> **Records provided**:
* * * * *

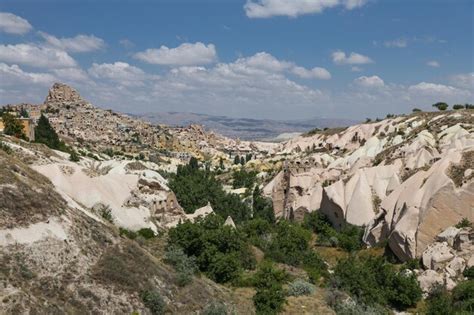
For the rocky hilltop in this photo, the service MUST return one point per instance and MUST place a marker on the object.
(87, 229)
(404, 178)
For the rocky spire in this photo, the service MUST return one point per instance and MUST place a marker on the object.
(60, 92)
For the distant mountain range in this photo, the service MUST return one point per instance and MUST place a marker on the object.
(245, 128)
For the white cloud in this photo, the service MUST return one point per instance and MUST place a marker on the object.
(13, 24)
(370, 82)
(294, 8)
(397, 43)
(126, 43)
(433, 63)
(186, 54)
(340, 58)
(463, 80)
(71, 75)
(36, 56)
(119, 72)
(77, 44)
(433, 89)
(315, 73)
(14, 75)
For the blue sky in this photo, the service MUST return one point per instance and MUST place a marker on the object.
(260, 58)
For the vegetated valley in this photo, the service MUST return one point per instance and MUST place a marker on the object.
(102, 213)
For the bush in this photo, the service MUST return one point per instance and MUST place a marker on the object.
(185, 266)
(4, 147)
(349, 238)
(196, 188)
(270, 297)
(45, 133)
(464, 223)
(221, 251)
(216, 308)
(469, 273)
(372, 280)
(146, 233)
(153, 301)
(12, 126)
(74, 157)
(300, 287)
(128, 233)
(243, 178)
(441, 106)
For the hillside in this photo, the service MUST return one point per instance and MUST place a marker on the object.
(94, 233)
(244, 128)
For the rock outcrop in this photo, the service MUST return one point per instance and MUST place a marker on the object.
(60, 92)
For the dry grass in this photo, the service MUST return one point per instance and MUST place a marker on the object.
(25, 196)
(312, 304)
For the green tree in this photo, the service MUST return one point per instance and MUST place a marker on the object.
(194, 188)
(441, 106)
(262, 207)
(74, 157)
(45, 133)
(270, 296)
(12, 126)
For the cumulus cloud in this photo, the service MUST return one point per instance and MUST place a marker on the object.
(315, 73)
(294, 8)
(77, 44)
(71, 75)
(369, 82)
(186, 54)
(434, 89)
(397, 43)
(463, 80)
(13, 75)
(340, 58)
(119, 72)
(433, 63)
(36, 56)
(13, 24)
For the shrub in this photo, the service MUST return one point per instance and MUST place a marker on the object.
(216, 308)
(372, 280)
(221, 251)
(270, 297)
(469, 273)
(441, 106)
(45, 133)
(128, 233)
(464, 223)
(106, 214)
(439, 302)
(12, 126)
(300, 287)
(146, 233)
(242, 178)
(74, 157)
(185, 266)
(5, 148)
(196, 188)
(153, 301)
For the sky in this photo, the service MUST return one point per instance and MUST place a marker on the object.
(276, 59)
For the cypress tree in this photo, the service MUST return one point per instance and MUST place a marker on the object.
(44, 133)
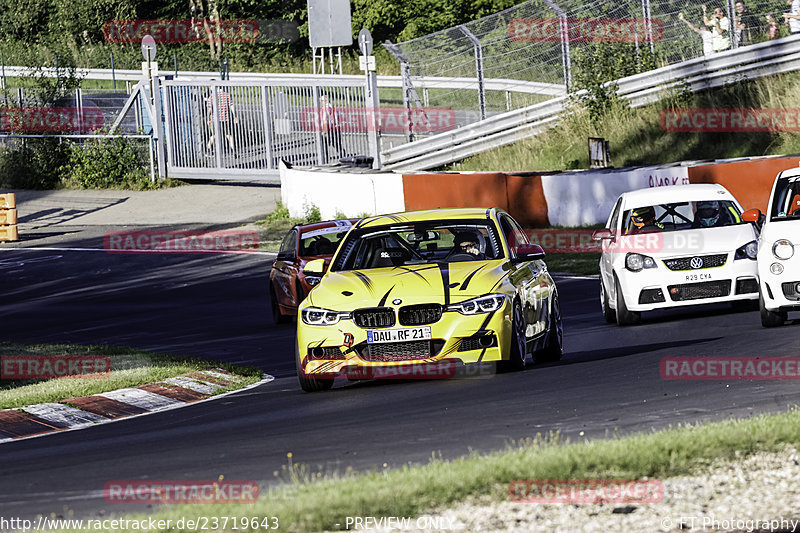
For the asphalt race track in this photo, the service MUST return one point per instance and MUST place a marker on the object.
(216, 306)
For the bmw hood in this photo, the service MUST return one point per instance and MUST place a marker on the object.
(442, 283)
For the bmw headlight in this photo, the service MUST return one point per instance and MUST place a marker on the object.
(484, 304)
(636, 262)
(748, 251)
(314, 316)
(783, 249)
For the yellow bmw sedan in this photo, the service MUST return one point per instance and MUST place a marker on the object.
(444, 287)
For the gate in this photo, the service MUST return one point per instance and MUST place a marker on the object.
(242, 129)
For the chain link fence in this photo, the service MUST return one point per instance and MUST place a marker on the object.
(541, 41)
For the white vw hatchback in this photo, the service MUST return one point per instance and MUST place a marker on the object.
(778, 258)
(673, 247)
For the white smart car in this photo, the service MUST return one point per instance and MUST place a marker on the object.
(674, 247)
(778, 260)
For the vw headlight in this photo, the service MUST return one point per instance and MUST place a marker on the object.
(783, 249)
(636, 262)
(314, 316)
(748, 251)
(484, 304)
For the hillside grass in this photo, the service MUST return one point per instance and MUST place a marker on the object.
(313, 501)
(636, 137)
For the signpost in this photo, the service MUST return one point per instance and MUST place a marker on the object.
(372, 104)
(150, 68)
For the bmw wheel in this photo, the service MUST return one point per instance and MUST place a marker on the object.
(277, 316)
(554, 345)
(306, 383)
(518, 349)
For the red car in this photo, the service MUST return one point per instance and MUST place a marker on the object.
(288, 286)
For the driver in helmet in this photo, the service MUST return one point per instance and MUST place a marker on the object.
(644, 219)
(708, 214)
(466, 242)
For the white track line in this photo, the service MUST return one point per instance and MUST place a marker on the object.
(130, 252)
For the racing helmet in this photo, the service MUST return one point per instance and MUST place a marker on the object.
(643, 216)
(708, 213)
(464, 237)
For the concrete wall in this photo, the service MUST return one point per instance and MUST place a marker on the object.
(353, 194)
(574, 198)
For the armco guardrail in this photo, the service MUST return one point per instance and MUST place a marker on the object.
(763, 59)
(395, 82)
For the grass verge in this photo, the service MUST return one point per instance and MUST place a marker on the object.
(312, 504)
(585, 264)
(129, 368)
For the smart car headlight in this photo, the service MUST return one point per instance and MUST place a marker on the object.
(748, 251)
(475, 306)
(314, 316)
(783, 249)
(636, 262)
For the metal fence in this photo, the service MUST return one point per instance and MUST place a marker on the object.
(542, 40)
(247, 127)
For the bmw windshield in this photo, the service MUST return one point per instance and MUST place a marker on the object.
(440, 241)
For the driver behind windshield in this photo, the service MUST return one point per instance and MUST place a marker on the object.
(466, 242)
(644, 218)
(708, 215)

* * * * *

> **What is expected**:
Copy all of the material above word for word, leaving out the pictures.

> **Solution to the exercise**:
For the rocky hilltop in this photo, the service MUST return one point per instance and MUST place a marker on the object.
(87, 229)
(404, 178)
For the rocky spire in this photo, the service MUST return one point per instance and MUST place a marker on the object.
(60, 92)
For the distant mountain range in this photo, the service MUST return one point per instance and MUST place a marker on the object.
(245, 128)
For the white cloud in this photo, the service MUST return one point per instance and MUST place a marker on the object.
(13, 24)
(370, 82)
(294, 8)
(397, 43)
(126, 43)
(433, 63)
(186, 54)
(340, 58)
(463, 80)
(71, 75)
(36, 56)
(119, 72)
(77, 44)
(433, 89)
(315, 73)
(14, 75)
For the blue sky in this photo, the service MUST return one point per instance and MUST place a marker on the object.
(260, 58)
For the vegetated valley in this photo, the service MUST return one point per instance and MUST place a marker on the object.
(102, 213)
For the bush in this photo, the service MUST return one point per instance and MUST place a marker on the object.
(185, 266)
(4, 147)
(349, 238)
(196, 188)
(270, 297)
(45, 133)
(464, 223)
(221, 251)
(216, 308)
(469, 273)
(372, 280)
(146, 233)
(153, 301)
(12, 126)
(74, 157)
(300, 287)
(128, 233)
(243, 178)
(441, 106)
For the hillside in this photo, the service MUST return one point per instance and MUST place a marker on the object.
(94, 233)
(244, 128)
For the rock outcrop in this photo, the service MUST return one point per instance and MUST place a marker on the object.
(60, 92)
For the dry grass in this photo, the service MUST return one point per instance and MUST place a marker on the object.
(25, 196)
(312, 304)
For the green tree in this photo, the service MUST return one point per instance and MUST place a marker on the object.
(194, 188)
(441, 106)
(262, 207)
(74, 157)
(45, 133)
(270, 296)
(12, 126)
For the cumulus cloud in this photo, the service MUST return one point per instance and MUST place a marker on the object.
(315, 73)
(294, 8)
(77, 44)
(71, 75)
(369, 82)
(186, 54)
(434, 89)
(397, 43)
(463, 80)
(13, 75)
(340, 58)
(119, 72)
(433, 63)
(36, 56)
(13, 24)
For the shrub in this photo, the service MUST return one point per instance and MUST place a marker on the object.
(216, 308)
(372, 280)
(221, 251)
(270, 297)
(469, 273)
(441, 106)
(45, 133)
(128, 233)
(464, 223)
(106, 214)
(439, 302)
(12, 126)
(300, 287)
(146, 233)
(242, 178)
(74, 157)
(185, 266)
(5, 148)
(196, 188)
(153, 301)
For the sky in this photo, the service MUST return one point per instance and MUST place a marker on the object.
(276, 59)
For the cypress tree in this photo, the service MUST return one point per instance and MUST place a marker on the object.
(44, 133)
For the asphalt race track in this photo, the service MUST return one point per instance and MUST place a marker on the object.
(216, 306)
For the bmw hood in this photo, the service MUST return one point per instance and MUST place a marker on the object.
(442, 283)
For the bmw headlight in this photo, the service MUST return one point per instance and MUST place a marker on the object.
(484, 304)
(636, 262)
(748, 251)
(314, 316)
(783, 249)
For the yellow bmw sedan in this photo, the service MUST return one point per instance and MUST place a marker on the object.
(444, 287)
For the gate in this photo, the service MUST return one point per instance and MUST place a marker on the object.
(242, 129)
For the chain link fence in this photo, the service MUST return one point per instance and MUST place a marker on the object.
(541, 41)
For the white vw hatchback in this photo, the service MUST return one point per instance and MUST place a marker on the object.
(778, 258)
(673, 247)
For the white smart car in this photo, the service MUST return one point per instance and MUST place a marker on the object.
(674, 247)
(778, 260)
For the vw headlight in this photo, the service MUST return one point per instance and MUST place a marker on the object.
(783, 249)
(636, 262)
(314, 316)
(748, 251)
(484, 304)
For the hillside grass in this photo, the service MUST return one point per instance and MUST place a marker on the object.
(313, 501)
(636, 137)
For the signpost in this photo, the service MUST return one point per instance and MUST place a marker on the object.
(372, 104)
(150, 68)
For the bmw wheel in this photo, the service MUST return one point per instance and MUST place a marker on the object.
(277, 316)
(554, 345)
(306, 383)
(518, 349)
For the red car in this photo, the service MUST return one point per instance and MUST place a marker on the object.
(288, 286)
For the driver in helmet in this photo, the service MUST return one point per instance and MUST place a marker on the object.
(644, 219)
(708, 214)
(466, 242)
For the white track line in this photo, the service MUST return one point per instance and MUST place a marker on the object.
(130, 252)
For the racing helmet in this photo, the service MUST return one point per instance and MUST place a marker on the object.
(643, 216)
(708, 213)
(464, 237)
For the concrete wall in this photo, the service MUST return one point per instance and MUST place a marker on the object.
(353, 194)
(574, 198)
For the armco guardrail in this photo, the service MUST return one point per instance and MUST place a marker on the object.
(763, 59)
(395, 82)
For the grass verge in this photo, the service MUST return one point per instance and MUST place a marker on the object.
(312, 504)
(585, 264)
(129, 368)
For the smart car headlight in this photo, the service MUST return one point per instance and MUST place a marker on the object.
(748, 251)
(475, 306)
(314, 316)
(783, 249)
(636, 262)
For the metal fence in this photo, the service MUST return one point per instance and MUST place a marker on the object.
(542, 40)
(247, 127)
For the bmw windshield in this photo, the service MUST return one point per instance and MUST place a marker on the object.
(440, 241)
For the driver behind windshield in this photo, the service MUST return one point per instance and MUST place a marker on the object.
(466, 242)
(644, 218)
(708, 215)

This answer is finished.